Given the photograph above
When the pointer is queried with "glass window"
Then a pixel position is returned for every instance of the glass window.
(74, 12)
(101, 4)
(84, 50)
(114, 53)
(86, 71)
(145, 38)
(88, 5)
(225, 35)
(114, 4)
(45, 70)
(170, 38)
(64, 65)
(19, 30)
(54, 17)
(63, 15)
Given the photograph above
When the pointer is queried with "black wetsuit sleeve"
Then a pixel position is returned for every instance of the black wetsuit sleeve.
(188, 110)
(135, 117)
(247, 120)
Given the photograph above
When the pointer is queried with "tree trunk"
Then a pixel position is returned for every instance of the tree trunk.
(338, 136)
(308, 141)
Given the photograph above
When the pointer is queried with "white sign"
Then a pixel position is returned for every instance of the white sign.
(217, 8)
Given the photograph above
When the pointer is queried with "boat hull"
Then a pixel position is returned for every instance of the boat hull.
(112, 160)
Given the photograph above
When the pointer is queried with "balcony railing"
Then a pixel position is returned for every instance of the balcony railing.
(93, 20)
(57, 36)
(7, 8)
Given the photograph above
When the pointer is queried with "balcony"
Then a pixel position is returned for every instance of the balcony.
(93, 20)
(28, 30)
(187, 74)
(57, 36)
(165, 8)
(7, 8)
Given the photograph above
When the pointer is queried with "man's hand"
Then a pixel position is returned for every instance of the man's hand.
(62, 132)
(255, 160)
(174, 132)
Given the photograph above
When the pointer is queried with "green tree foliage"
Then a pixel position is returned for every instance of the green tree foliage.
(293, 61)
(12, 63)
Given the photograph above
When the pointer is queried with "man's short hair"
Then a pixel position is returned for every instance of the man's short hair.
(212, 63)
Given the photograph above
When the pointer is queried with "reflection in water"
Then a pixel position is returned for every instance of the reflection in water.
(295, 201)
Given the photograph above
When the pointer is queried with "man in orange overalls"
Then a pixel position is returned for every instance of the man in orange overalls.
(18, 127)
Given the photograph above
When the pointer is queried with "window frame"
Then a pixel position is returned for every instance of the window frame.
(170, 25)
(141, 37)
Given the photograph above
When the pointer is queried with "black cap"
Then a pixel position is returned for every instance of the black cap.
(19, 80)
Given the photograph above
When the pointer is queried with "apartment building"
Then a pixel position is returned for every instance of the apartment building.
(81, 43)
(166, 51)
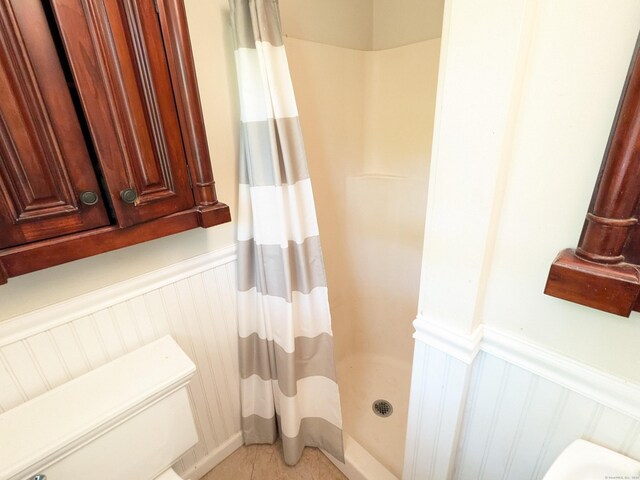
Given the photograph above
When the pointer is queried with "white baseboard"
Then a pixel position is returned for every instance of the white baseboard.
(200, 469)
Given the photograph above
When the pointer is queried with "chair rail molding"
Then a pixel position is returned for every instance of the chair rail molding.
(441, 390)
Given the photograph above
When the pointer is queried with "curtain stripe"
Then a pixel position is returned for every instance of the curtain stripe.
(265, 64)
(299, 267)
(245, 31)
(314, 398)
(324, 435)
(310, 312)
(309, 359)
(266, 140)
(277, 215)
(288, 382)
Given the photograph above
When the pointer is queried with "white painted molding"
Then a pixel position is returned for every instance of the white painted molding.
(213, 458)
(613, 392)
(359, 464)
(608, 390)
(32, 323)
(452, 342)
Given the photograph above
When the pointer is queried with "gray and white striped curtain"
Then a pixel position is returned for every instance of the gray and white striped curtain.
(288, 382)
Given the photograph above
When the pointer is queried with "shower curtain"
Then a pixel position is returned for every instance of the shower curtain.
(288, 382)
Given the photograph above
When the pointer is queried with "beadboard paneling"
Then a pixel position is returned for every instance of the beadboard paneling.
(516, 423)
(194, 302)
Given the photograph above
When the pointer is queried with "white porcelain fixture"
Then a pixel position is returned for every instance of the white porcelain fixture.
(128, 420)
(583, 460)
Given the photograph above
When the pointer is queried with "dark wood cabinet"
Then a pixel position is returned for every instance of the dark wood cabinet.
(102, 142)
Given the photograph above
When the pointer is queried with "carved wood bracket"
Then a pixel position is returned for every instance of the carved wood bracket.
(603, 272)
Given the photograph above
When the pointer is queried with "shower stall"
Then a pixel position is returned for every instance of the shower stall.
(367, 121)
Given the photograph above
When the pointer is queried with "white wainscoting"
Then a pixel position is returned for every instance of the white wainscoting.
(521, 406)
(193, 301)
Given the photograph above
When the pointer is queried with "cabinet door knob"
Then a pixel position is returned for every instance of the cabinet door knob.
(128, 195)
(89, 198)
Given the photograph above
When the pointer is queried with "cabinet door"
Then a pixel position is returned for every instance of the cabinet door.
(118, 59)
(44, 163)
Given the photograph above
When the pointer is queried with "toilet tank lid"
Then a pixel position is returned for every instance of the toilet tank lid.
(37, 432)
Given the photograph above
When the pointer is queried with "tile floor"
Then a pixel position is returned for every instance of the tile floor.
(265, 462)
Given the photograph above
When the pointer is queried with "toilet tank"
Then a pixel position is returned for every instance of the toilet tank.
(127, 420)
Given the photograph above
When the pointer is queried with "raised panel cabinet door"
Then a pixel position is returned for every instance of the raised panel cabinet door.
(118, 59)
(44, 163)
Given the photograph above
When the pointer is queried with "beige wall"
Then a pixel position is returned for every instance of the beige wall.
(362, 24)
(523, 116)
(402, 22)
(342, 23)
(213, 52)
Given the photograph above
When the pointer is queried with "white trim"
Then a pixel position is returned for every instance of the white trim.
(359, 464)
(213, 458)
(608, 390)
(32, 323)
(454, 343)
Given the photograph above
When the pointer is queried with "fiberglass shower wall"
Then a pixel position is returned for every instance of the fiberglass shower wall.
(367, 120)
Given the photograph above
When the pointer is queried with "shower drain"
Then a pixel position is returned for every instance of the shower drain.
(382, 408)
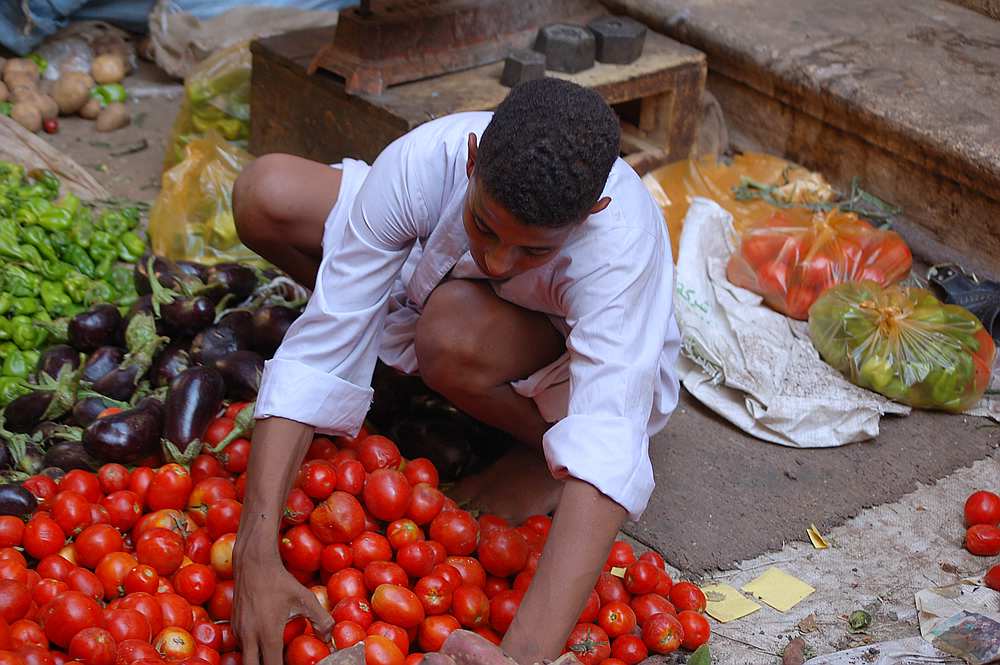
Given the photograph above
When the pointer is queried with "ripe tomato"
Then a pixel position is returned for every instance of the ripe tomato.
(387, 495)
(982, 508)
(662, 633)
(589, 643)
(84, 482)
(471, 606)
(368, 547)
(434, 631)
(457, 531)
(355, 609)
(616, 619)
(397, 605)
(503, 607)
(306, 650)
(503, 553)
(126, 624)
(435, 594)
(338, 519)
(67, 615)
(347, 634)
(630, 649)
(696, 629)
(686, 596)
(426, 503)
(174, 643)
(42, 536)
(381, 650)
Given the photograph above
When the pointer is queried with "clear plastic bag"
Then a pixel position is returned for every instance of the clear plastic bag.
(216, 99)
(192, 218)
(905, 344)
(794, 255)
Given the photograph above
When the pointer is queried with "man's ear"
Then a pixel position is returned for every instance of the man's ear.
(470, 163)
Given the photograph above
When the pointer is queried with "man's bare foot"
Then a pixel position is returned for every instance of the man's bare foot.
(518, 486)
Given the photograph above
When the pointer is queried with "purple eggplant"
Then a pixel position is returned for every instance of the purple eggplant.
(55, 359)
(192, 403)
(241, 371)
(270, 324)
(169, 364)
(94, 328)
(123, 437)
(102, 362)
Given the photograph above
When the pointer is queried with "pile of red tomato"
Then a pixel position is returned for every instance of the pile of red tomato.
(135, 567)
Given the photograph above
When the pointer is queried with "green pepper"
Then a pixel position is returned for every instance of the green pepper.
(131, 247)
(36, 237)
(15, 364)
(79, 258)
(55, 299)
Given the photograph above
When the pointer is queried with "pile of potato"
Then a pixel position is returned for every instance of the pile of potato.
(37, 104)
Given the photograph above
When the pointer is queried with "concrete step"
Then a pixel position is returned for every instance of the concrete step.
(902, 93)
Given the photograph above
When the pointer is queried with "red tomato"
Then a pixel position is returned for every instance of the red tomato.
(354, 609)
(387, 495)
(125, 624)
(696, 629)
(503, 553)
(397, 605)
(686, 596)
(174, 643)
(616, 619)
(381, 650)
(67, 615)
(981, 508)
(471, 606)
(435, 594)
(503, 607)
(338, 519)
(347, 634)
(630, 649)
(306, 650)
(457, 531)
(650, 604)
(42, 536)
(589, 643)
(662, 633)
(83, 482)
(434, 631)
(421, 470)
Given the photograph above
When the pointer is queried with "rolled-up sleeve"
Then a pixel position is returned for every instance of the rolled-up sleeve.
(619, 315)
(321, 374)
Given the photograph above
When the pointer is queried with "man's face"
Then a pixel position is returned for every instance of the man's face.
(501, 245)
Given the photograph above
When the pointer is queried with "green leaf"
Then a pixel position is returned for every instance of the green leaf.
* * * *
**WORK INSTRUCTIONS**. Select every line of the records that contains the word "plastic", treating case as significant.

**EXPECTED ANSWER**.
When the pointer is queried with "clear plastic bag"
Then a pixel position is returned for every instance of the clear plastic bag.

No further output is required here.